-- Exercise --
Write each entry down again precisely, skipping nothing.

Region pointing data

++++++

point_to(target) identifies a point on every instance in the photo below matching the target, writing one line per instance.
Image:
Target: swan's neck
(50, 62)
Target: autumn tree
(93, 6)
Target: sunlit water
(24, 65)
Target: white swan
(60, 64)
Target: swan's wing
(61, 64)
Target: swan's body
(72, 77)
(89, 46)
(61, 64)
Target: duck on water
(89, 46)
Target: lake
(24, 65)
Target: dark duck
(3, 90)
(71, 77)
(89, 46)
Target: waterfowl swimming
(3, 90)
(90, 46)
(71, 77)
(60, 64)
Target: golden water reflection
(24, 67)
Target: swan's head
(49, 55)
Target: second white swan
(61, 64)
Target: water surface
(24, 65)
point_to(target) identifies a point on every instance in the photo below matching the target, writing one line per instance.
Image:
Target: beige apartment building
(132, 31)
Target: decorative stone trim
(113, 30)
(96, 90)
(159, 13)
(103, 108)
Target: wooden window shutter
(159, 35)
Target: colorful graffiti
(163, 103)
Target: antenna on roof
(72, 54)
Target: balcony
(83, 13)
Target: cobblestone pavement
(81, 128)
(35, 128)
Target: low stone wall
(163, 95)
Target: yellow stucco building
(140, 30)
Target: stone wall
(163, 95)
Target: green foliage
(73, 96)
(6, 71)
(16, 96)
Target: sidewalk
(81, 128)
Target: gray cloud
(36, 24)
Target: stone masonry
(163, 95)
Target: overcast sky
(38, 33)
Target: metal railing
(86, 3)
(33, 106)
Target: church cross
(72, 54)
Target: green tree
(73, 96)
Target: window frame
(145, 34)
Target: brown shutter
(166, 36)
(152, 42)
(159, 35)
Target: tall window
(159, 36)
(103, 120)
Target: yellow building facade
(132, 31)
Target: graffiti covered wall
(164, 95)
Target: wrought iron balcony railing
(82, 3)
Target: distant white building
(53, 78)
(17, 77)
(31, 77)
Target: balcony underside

++++++

-- Result of the exercise --
point_to(target) identifies a point on every instance in the photo below matching the target, writing one line per instance.
Image:
Target: swan's neck
(50, 62)
Target: autumn tree
(93, 6)
Target: sunlit water
(24, 65)
Target: white swan
(60, 64)
Target: swan's wing
(61, 64)
Target: swan's body
(72, 77)
(89, 46)
(61, 64)
Target: duck on water
(89, 46)
Target: lake
(24, 65)
Target: dark duck
(3, 90)
(71, 77)
(89, 46)
Target: waterfowl swimming
(3, 90)
(90, 46)
(71, 77)
(60, 64)
Target: golden water reflection
(24, 67)
Target: swan's head
(49, 55)
Target: second white swan
(61, 64)
Target: water surface
(24, 65)
point_to(target) identifies a point on every instance in the photo below matching the target, writing one line per instance.
Image:
Target: beige apartment building
(132, 31)
Target: decorative stone trim
(113, 30)
(96, 90)
(159, 13)
(103, 108)
Target: wooden window shutter
(159, 35)
Target: colorful graffiti
(163, 103)
Target: antenna on roof
(72, 54)
Target: balcony
(83, 13)
Target: cobblestone pavement
(81, 128)
(35, 128)
Target: low stone wall
(163, 95)
Target: yellow stucco building
(140, 30)
Target: stone wall
(163, 95)
Target: green foliage
(73, 96)
(6, 71)
(16, 96)
Target: sidewalk
(81, 128)
Target: gray cloud
(36, 24)
Target: stone masonry
(163, 95)
Target: overcast sky
(38, 33)
Target: metal railing
(86, 3)
(33, 106)
Target: church cross
(72, 54)
Target: green tree
(73, 96)
Target: window frame
(145, 34)
Target: brown shutter
(166, 36)
(152, 42)
(159, 35)
Target: tall window
(159, 36)
(103, 120)
Target: yellow building facade
(132, 31)
Target: graffiti covered wall
(164, 95)
Target: wrought iron balcony railing
(82, 3)
Target: distant white building
(53, 78)
(17, 77)
(31, 77)
Target: balcony underside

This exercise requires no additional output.